What to work on: Reproduce the lines from the start of the rows up to and including the line that contains "x=103 y=167", with no changes.

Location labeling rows
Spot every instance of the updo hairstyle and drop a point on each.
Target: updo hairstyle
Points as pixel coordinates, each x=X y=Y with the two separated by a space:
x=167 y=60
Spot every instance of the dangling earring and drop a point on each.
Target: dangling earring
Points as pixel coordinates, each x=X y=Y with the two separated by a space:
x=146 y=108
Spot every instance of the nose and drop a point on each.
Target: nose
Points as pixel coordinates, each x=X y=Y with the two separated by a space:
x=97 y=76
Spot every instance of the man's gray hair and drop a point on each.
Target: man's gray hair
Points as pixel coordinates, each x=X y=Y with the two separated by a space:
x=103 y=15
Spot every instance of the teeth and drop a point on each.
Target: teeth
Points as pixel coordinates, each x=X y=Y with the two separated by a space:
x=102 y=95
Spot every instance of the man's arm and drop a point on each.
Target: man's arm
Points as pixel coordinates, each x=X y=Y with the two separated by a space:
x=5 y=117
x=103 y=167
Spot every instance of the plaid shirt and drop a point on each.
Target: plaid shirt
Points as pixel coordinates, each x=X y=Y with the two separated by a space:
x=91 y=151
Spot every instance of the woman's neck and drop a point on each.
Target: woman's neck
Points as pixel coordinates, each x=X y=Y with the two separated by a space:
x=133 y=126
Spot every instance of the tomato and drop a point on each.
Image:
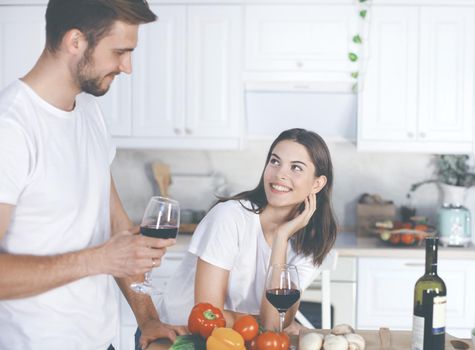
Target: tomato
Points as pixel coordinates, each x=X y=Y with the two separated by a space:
x=408 y=238
x=252 y=345
x=203 y=318
x=285 y=344
x=247 y=326
x=395 y=238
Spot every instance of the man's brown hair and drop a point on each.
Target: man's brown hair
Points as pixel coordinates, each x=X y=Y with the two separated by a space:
x=94 y=18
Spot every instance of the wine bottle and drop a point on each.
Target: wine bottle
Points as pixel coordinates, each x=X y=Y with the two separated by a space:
x=430 y=296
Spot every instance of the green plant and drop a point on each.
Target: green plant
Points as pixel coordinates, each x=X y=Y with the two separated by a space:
x=358 y=40
x=453 y=169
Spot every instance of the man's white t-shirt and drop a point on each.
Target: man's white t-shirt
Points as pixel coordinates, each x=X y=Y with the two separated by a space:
x=54 y=170
x=229 y=237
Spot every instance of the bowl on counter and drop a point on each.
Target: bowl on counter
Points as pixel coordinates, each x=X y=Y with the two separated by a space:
x=397 y=233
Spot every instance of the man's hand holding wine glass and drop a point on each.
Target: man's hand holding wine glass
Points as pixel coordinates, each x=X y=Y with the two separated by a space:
x=127 y=254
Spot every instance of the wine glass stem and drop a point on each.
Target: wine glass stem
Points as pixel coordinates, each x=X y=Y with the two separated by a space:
x=148 y=277
x=281 y=321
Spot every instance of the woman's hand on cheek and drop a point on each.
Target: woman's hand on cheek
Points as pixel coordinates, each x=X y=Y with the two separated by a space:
x=300 y=220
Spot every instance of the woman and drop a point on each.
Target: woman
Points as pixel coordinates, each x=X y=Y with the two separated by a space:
x=287 y=218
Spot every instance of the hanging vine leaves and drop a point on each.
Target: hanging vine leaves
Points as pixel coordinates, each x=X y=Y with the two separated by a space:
x=353 y=57
x=357 y=39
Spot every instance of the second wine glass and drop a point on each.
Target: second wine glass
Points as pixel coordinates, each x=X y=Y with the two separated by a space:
x=282 y=288
x=160 y=220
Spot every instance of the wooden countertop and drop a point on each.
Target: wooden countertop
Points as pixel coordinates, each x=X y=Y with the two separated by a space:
x=383 y=339
x=347 y=244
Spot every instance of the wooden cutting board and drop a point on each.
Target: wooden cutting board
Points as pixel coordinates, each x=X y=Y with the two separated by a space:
x=384 y=339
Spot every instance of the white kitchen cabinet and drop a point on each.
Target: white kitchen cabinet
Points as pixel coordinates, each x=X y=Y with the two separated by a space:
x=22 y=29
x=385 y=293
x=294 y=41
x=186 y=85
x=418 y=88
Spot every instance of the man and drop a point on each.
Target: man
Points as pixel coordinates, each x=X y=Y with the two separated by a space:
x=63 y=230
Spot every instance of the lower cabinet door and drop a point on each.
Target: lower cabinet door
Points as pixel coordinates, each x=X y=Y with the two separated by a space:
x=386 y=287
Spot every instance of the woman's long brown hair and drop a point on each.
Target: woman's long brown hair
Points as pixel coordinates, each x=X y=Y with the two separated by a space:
x=318 y=237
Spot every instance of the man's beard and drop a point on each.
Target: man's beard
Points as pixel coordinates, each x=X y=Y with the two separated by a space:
x=87 y=83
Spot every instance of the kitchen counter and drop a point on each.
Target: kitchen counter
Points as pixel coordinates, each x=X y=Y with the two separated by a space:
x=347 y=244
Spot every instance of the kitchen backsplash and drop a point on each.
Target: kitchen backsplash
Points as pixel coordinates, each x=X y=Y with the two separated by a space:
x=387 y=174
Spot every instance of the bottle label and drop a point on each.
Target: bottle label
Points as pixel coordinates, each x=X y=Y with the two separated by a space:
x=438 y=315
x=417 y=333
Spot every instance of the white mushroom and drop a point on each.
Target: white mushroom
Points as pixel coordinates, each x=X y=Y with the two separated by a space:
x=311 y=341
x=356 y=341
x=342 y=329
x=337 y=342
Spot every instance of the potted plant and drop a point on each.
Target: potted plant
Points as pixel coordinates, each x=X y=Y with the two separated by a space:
x=454 y=175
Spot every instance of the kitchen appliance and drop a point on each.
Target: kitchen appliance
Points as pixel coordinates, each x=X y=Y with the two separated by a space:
x=454 y=225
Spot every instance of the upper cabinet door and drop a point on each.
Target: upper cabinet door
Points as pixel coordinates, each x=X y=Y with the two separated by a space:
x=446 y=73
x=214 y=88
x=159 y=74
x=388 y=101
x=116 y=105
x=299 y=38
x=22 y=33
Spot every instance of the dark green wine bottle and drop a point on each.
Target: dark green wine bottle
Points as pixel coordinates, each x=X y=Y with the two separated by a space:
x=430 y=296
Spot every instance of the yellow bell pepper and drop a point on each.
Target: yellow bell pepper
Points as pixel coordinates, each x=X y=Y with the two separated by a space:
x=225 y=339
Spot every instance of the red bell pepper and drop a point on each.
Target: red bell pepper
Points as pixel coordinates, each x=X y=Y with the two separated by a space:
x=203 y=318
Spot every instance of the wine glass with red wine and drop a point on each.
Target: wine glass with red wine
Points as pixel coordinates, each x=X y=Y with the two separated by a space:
x=160 y=220
x=282 y=288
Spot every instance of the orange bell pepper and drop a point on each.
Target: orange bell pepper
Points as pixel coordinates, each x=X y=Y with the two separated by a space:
x=225 y=339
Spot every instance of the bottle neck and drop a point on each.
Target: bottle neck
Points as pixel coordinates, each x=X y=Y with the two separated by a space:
x=431 y=256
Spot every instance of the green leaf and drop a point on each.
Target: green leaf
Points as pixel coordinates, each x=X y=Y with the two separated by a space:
x=353 y=57
x=189 y=342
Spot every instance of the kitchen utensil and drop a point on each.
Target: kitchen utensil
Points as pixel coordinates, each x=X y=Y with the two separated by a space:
x=161 y=173
x=454 y=225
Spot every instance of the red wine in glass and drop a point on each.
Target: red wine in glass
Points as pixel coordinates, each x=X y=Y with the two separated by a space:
x=159 y=232
x=160 y=220
x=282 y=298
x=282 y=288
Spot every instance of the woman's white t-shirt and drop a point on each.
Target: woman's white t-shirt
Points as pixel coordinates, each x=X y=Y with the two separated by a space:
x=229 y=237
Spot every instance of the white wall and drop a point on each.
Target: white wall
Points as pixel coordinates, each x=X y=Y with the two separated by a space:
x=389 y=175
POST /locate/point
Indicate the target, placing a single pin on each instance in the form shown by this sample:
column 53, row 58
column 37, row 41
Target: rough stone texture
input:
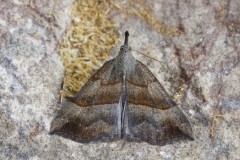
column 205, row 58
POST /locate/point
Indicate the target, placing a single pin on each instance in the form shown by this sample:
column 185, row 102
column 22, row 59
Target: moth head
column 125, row 47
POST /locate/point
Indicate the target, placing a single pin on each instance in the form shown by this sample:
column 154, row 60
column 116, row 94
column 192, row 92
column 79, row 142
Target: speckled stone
column 205, row 58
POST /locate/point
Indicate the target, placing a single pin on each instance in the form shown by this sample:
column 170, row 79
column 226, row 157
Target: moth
column 122, row 100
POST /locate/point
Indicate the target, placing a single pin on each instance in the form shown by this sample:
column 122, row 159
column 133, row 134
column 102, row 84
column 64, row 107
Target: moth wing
column 151, row 115
column 94, row 113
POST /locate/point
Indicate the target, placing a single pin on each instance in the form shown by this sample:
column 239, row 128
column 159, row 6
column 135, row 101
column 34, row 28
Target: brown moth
column 122, row 100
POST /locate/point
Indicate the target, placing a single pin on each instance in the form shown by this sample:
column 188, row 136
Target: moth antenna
column 126, row 38
column 148, row 56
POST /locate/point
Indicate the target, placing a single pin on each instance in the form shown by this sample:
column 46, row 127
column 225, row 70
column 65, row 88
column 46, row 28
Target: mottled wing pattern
column 151, row 115
column 94, row 113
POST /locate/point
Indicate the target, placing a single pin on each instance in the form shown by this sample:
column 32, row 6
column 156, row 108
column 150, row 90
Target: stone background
column 204, row 59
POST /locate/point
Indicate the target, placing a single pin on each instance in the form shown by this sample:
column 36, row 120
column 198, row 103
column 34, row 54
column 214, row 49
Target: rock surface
column 204, row 57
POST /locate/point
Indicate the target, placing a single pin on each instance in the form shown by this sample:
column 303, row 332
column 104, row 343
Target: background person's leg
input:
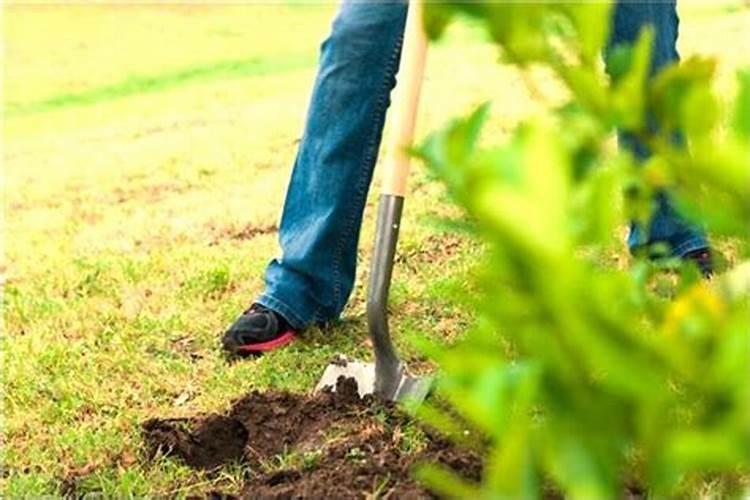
column 319, row 231
column 666, row 226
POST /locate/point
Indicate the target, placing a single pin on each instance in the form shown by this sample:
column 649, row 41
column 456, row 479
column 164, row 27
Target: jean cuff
column 281, row 308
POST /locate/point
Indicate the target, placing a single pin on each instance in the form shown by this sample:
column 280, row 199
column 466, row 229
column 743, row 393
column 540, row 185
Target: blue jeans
column 319, row 232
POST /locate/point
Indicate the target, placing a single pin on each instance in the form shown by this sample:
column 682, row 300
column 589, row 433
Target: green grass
column 133, row 160
column 134, row 85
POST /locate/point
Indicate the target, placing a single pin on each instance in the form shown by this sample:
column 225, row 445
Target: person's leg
column 666, row 226
column 319, row 230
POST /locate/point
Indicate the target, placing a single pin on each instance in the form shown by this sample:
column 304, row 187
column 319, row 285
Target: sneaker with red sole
column 258, row 330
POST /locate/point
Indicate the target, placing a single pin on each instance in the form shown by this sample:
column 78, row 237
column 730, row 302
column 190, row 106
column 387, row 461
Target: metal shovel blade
column 408, row 387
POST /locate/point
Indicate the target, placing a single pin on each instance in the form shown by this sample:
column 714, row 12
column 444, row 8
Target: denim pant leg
column 319, row 230
column 666, row 225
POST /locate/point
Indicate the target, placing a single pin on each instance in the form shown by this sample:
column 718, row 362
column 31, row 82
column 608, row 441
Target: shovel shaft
column 406, row 100
column 388, row 367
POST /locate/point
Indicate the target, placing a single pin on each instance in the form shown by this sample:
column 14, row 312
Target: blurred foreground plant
column 579, row 373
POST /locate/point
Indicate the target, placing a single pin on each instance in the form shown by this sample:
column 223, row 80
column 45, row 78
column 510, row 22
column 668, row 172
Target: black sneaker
column 703, row 260
column 258, row 330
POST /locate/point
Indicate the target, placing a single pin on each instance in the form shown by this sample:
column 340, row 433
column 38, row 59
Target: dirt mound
column 331, row 444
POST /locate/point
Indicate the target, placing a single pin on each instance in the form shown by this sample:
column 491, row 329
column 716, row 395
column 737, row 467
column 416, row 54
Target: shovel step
column 411, row 388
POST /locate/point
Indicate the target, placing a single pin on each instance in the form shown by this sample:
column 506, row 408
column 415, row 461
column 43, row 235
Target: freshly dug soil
column 340, row 446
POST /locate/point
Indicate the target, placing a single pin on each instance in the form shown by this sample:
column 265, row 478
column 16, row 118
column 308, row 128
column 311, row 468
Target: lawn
column 146, row 152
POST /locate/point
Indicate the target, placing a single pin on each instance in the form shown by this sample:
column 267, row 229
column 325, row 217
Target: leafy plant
column 581, row 374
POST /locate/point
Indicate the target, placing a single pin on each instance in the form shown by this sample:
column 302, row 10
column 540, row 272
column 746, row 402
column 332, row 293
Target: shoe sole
column 280, row 341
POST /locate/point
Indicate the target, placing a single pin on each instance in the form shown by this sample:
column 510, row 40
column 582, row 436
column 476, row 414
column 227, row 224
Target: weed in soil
column 330, row 444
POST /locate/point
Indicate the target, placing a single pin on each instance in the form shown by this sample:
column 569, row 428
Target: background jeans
column 320, row 225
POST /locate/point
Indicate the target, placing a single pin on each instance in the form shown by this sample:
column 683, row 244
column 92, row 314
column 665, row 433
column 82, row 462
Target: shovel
column 387, row 377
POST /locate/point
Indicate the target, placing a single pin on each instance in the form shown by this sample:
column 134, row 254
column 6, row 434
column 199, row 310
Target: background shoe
column 258, row 330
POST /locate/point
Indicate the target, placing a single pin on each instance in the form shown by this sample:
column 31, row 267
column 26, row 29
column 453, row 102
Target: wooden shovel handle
column 405, row 102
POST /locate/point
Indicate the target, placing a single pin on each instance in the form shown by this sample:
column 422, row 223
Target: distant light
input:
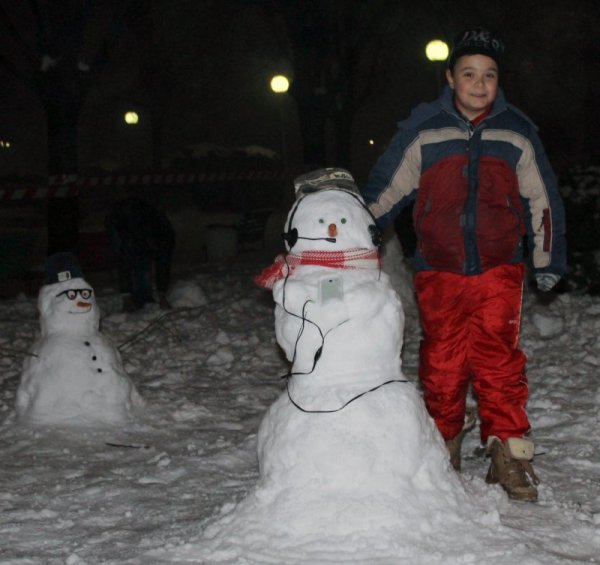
column 437, row 50
column 131, row 118
column 280, row 84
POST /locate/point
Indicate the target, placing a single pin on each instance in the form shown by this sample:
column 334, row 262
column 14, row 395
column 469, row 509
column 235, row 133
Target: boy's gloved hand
column 546, row 281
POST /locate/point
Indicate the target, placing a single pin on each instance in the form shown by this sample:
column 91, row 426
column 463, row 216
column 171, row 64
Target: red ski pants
column 471, row 330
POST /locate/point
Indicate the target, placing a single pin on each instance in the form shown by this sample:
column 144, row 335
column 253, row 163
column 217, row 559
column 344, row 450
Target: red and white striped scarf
column 284, row 264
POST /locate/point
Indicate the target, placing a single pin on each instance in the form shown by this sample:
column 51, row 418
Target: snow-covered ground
column 164, row 488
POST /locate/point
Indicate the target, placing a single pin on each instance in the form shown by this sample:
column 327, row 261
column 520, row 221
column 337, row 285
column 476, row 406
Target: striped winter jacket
column 477, row 190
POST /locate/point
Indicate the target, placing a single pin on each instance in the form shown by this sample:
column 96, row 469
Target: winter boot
column 454, row 445
column 511, row 467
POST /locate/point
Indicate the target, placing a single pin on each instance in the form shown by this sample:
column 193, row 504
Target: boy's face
column 474, row 80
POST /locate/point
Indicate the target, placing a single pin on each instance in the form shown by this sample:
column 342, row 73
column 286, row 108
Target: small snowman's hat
column 325, row 179
column 62, row 267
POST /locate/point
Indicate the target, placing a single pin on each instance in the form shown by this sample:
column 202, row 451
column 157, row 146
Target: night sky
column 198, row 73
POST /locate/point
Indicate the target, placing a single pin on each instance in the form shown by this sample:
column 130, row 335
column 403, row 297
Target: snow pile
column 73, row 374
column 186, row 294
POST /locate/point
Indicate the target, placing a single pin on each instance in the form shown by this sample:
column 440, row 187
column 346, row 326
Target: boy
column 480, row 180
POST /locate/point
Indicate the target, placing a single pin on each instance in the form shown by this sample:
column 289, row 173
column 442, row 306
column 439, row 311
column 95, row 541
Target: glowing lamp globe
column 437, row 50
column 280, row 84
column 131, row 118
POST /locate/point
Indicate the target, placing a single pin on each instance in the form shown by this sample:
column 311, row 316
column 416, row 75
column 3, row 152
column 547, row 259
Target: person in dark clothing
column 140, row 236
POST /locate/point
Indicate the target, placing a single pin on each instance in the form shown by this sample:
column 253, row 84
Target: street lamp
column 131, row 118
column 437, row 52
column 280, row 84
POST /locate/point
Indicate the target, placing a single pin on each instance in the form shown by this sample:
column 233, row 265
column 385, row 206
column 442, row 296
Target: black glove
column 546, row 281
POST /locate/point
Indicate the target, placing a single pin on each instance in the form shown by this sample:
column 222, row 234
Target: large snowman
column 348, row 419
column 349, row 458
column 74, row 373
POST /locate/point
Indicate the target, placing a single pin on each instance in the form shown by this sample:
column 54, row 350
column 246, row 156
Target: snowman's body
column 349, row 421
column 74, row 374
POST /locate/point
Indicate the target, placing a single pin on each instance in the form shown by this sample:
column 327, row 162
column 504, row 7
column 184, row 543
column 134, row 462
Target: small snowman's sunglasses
column 71, row 293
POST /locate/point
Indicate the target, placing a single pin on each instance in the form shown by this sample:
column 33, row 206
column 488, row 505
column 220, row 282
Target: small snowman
column 74, row 373
column 348, row 420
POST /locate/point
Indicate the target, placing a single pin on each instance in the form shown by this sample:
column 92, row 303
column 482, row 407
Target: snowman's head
column 68, row 307
column 330, row 220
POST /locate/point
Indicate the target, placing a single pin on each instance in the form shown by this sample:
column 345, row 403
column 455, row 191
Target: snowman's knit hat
column 325, row 179
column 62, row 267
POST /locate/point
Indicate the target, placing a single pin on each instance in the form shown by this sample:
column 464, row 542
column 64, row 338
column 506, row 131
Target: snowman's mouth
column 83, row 308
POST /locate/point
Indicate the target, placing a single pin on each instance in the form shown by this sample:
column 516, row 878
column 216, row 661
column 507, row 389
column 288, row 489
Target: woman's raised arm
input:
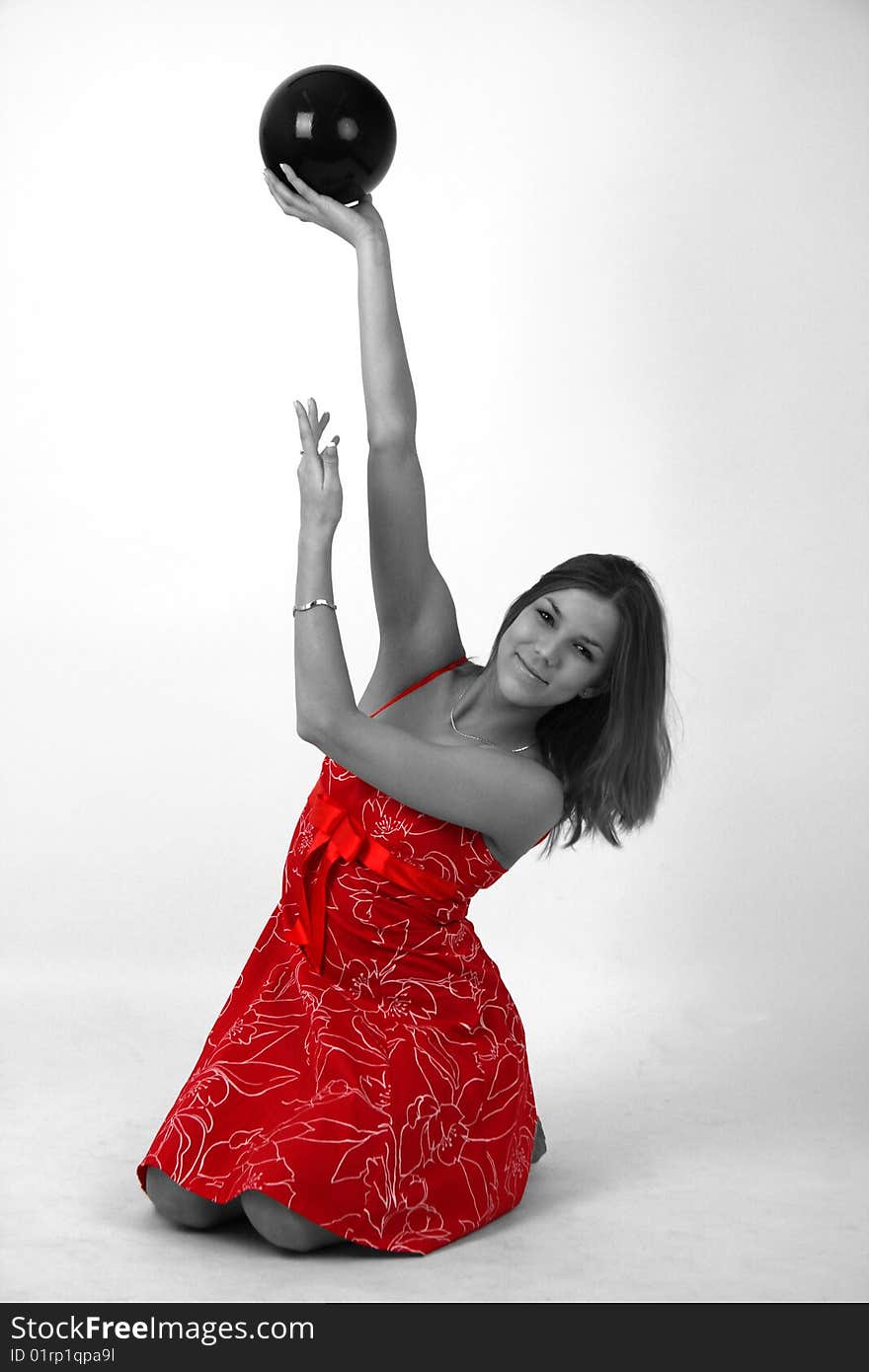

Full output:
Spot every instance of the updo hairstyle and drop a point on each.
Target: updo hairstyle
Points as pixel coordinates, each x=X y=Y with the two separated by a space:
x=167 y=60
Spot every instance of the dangling earring and drop a point on each.
Target: dangling earring
Points as pixel coordinates, each x=X y=Y with the two separated by a space:
x=146 y=108
Spot every instance of the nose and drop a point on each.
Target: nose
Points as pixel coordinates, each x=X y=Y with the two separated by a space:
x=97 y=76
Spot every instance of the man's gray hair and drop a point on each.
Target: man's gray hair
Points as pixel coordinates, each x=X y=Y with the two separated by a space:
x=103 y=15
Spot every instance of the teeth and drop a point on each.
Target: teeth
Points as pixel coordinates, each x=X y=Y with the two separated by a space:
x=102 y=95
Spot every instance of the man's arm and drop a point on each.
Target: man's arm
Points as pixel coordinates, each x=X y=Y with the two separated by a space:
x=5 y=117
x=103 y=167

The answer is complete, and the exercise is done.